Every line from the line containing "of the calm" through the final line of the data is to be printed exactly; no other line is to appear.

►

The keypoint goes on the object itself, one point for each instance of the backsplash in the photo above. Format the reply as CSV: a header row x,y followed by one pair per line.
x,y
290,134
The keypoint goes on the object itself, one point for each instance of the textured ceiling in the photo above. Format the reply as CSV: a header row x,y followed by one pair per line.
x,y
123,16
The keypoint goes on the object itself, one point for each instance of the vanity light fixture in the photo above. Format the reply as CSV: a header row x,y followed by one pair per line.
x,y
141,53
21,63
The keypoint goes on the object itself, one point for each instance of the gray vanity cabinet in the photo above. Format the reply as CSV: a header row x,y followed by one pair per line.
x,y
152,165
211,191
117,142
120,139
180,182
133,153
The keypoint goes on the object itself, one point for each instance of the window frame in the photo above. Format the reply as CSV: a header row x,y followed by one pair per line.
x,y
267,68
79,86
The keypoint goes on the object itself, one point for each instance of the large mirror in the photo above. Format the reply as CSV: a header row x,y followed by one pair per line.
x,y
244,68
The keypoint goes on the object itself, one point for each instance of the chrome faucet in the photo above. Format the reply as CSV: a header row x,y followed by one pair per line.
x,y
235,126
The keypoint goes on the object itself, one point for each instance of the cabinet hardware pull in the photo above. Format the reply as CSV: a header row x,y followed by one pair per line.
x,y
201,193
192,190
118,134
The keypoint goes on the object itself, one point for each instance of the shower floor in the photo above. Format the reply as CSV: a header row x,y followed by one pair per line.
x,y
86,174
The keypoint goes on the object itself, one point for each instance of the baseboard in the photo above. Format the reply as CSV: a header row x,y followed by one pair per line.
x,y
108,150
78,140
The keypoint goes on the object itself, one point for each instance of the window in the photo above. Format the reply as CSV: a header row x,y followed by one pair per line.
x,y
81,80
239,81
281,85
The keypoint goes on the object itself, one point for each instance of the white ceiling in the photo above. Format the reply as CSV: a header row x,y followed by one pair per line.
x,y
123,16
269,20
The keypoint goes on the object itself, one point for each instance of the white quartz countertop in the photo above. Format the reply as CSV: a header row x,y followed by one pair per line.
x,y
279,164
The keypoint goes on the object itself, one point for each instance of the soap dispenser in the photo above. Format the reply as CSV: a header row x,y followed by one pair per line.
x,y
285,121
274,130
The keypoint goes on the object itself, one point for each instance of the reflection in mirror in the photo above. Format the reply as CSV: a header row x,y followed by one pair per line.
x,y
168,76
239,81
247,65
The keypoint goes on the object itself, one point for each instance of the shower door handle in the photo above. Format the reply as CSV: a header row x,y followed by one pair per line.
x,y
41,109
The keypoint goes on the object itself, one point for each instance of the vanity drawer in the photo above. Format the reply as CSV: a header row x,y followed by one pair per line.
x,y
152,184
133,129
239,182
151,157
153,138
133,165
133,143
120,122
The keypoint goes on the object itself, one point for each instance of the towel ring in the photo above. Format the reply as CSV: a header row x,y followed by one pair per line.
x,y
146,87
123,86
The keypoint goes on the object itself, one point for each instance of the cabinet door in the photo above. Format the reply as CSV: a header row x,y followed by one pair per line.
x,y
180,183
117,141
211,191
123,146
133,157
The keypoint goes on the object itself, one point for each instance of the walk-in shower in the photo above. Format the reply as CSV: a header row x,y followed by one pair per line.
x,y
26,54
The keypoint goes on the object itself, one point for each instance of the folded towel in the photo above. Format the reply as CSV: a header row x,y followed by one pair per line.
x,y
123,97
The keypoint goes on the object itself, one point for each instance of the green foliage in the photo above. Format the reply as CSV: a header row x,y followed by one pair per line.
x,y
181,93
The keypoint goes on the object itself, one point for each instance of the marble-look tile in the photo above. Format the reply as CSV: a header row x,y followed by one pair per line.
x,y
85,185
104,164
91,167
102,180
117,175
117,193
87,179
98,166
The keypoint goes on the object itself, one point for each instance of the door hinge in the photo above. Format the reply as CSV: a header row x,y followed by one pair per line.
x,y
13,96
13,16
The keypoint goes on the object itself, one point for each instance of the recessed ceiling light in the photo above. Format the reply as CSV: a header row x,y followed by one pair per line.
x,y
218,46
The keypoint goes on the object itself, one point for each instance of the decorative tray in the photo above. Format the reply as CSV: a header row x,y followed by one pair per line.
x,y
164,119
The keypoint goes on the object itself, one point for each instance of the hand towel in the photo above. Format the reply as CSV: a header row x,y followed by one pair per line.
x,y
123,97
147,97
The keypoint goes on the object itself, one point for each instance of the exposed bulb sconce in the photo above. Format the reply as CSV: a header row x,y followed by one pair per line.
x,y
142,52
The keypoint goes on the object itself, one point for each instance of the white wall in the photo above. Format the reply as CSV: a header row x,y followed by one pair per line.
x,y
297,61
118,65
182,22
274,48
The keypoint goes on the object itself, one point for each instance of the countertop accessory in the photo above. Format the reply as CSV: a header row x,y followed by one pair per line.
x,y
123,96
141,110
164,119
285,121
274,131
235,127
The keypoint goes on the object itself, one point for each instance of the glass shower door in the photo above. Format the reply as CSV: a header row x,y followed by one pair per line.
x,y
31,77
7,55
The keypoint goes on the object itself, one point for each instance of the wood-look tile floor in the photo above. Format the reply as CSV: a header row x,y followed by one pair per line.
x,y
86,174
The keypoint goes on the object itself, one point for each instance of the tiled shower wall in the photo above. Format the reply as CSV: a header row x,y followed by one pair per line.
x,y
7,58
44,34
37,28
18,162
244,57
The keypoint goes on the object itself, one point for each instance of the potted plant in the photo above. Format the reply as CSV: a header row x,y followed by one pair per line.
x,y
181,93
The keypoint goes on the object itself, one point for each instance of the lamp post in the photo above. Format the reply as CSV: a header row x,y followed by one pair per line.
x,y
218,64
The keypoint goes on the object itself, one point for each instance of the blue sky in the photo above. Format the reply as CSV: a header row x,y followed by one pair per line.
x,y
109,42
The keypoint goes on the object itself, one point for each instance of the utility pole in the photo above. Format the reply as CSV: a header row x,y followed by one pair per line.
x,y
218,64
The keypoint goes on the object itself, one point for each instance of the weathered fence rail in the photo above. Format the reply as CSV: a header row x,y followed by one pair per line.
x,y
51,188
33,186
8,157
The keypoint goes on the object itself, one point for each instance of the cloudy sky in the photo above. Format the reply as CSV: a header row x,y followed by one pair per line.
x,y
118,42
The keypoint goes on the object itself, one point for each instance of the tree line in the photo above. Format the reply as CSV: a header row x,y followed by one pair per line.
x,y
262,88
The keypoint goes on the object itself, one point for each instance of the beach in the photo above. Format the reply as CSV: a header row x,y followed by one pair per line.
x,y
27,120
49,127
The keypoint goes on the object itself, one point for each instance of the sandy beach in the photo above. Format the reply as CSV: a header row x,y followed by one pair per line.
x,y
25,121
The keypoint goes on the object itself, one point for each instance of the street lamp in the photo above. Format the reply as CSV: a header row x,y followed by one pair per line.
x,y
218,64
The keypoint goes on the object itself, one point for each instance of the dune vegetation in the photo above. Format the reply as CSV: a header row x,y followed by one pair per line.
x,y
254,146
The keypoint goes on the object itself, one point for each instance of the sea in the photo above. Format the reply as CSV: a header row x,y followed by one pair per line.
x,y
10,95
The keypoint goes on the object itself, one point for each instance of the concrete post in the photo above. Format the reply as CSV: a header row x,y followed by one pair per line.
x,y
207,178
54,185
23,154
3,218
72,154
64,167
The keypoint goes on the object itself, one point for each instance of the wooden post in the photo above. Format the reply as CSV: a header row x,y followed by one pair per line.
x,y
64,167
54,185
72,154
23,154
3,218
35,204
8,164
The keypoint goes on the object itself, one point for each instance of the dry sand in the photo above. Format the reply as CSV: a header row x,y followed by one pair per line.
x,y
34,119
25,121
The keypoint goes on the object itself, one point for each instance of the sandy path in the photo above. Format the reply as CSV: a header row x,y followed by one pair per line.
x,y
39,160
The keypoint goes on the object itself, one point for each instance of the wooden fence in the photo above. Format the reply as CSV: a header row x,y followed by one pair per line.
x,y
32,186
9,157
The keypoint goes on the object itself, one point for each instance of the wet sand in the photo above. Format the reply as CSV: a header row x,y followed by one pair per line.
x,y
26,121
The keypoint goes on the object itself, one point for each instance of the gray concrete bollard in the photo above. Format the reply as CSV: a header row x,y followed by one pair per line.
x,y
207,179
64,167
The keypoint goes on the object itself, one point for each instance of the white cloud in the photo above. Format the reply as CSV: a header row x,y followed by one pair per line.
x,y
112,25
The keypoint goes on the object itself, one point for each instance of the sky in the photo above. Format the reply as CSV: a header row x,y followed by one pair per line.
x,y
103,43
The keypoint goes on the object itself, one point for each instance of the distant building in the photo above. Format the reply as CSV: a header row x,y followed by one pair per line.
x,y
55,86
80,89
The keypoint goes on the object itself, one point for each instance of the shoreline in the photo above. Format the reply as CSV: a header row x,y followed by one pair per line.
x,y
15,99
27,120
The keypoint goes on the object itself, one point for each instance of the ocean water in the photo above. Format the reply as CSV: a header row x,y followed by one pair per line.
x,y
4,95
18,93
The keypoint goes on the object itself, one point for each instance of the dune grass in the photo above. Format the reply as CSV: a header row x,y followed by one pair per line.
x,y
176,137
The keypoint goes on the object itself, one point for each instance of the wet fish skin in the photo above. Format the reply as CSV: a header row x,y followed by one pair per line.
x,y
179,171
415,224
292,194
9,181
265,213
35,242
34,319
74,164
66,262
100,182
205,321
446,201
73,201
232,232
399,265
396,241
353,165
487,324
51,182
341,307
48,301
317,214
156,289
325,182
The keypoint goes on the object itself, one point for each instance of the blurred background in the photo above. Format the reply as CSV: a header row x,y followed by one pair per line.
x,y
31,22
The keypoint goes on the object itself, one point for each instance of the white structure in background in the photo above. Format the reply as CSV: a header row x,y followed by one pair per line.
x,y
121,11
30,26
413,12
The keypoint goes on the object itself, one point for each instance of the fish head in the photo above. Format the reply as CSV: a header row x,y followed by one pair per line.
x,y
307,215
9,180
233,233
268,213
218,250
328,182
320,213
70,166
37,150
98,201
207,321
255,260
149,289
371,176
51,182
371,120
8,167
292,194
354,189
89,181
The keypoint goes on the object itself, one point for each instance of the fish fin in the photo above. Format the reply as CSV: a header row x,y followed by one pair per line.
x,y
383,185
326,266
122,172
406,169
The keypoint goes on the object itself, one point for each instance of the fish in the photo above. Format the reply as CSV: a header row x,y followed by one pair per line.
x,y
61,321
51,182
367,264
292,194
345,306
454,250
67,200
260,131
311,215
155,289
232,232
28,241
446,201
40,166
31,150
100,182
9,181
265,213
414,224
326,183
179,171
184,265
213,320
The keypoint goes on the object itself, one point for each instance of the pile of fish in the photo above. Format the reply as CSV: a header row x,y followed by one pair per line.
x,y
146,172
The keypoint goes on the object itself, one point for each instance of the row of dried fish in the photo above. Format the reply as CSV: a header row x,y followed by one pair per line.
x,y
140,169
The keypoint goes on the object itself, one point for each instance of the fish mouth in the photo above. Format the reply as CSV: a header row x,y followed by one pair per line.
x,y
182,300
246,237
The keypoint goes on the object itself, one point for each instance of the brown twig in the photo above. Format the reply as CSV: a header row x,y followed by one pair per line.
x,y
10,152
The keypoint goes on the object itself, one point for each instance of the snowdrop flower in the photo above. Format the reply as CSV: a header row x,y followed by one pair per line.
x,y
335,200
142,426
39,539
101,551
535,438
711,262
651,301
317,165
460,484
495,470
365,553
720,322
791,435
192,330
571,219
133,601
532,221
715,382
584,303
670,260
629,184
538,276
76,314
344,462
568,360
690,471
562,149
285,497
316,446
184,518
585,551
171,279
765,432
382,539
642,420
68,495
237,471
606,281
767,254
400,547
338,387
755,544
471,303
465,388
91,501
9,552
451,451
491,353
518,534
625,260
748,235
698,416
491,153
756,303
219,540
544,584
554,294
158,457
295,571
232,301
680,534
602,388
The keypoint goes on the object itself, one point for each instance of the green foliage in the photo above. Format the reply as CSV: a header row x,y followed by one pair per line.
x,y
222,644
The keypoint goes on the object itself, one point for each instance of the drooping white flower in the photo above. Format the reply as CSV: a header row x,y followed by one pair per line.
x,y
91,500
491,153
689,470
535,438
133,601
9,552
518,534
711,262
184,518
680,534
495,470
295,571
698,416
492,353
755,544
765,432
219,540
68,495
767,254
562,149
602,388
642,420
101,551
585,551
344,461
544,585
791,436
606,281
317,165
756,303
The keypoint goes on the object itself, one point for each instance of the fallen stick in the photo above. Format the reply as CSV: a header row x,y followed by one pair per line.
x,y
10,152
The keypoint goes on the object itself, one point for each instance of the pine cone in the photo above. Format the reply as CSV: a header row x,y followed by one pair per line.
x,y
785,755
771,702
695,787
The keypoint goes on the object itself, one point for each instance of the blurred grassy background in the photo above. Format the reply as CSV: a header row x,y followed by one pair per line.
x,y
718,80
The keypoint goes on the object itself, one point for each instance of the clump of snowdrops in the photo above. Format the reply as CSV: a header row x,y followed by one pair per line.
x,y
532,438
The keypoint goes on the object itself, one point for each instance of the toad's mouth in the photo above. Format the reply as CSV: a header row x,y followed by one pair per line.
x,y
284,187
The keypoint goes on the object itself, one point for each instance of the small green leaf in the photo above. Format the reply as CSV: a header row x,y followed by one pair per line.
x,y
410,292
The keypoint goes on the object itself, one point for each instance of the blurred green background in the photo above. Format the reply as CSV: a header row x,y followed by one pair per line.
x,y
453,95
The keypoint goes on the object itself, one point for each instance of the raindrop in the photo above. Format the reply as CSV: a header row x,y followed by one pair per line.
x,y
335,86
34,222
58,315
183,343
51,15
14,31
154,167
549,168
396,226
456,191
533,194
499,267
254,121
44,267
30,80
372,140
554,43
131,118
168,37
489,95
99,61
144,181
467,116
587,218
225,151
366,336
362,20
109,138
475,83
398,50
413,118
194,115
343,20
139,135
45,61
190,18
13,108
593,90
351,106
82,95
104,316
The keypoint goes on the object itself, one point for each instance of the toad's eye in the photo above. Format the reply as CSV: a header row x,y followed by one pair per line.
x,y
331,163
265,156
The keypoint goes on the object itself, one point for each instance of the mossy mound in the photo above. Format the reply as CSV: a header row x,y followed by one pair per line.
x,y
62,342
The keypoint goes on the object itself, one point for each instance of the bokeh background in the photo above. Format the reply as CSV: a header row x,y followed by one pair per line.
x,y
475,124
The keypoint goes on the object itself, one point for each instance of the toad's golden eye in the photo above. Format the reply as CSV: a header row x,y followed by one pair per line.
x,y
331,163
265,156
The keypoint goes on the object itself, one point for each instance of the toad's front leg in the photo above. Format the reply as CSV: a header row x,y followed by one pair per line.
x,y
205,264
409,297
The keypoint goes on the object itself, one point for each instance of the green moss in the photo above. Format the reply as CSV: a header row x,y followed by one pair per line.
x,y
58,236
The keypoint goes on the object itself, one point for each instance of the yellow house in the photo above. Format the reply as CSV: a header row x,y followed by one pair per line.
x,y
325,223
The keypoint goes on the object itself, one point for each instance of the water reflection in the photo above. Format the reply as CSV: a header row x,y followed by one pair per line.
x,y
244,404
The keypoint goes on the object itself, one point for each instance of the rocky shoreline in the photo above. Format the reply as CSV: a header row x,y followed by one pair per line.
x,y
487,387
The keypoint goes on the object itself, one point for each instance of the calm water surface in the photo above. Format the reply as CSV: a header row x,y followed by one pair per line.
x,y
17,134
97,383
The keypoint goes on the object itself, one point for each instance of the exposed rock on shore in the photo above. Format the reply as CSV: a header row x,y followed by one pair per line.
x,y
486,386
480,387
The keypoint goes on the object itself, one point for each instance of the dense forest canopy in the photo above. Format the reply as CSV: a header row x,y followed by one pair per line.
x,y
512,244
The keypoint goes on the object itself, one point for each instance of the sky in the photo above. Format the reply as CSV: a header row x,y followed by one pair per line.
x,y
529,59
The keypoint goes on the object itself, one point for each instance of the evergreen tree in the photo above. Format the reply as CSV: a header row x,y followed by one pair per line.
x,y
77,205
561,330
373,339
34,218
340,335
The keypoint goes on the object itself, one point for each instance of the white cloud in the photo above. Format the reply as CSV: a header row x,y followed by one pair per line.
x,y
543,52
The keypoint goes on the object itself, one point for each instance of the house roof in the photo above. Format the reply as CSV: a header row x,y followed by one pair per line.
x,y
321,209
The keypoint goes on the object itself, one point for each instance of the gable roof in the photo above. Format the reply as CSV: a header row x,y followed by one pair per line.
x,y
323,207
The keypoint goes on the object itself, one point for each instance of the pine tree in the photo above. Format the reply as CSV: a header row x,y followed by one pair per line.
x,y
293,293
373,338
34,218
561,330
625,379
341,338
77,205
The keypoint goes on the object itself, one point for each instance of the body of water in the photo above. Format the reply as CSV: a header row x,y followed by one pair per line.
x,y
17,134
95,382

◄

Output below:
The keypoint goes on the object itself, one point for each instance of the calm water surface in the photo above. Format the reply as CSV: a header row x,y followed by one pair per line.
x,y
17,134
97,383
The keypoint goes on the object itself, one point for each instance of the exposed rock on shore in the photo above. Format the reply as CSV: a header row x,y followed by one pair per line.
x,y
486,386
480,387
The keypoint goes on the object itself, one point for each instance of the dense forest canopy in the photo above. Format the reply as CSV: a header row x,y followed by one pair per line.
x,y
512,244
The keypoint goes on the object itself, one point for each instance of the sky in the photo above. Format the reply as CSV: a header row x,y followed by one pair per line.
x,y
529,59
The keypoint goes on the object itself, one point for each instance of the evergreen tree in the photo above. Format the reply as CSV: a header row x,y followed by one pair per line.
x,y
77,205
561,330
373,339
34,218
340,335
The keypoint goes on the object itself, one point for each instance of the white cloud in the photo above. Format the reply as CSV: a header row x,y followed by one pair per line.
x,y
543,52
The keypoint goes on the object itself, one point for each instance of the house roof in the photo above. Format the reply as CSV: a header row x,y followed by one pair per line.
x,y
321,209
The keypoint goes on the object itself, one point for each instance of the gable roof in the photo above. Format the reply as CSV: a header row x,y followed by one pair per line.
x,y
323,207
The keypoint goes on the object itself, one point for each instance of the pine tree in the photo above. Format the reply as CSV: a header row x,y followed by one pair per line.
x,y
293,293
373,338
34,218
561,330
625,379
341,338
77,205
The keypoint goes on the object itself, one point for each instance of the body of water in the photo above. Format the reply as CSV: a header row x,y followed by one pair per line.
x,y
17,134
95,382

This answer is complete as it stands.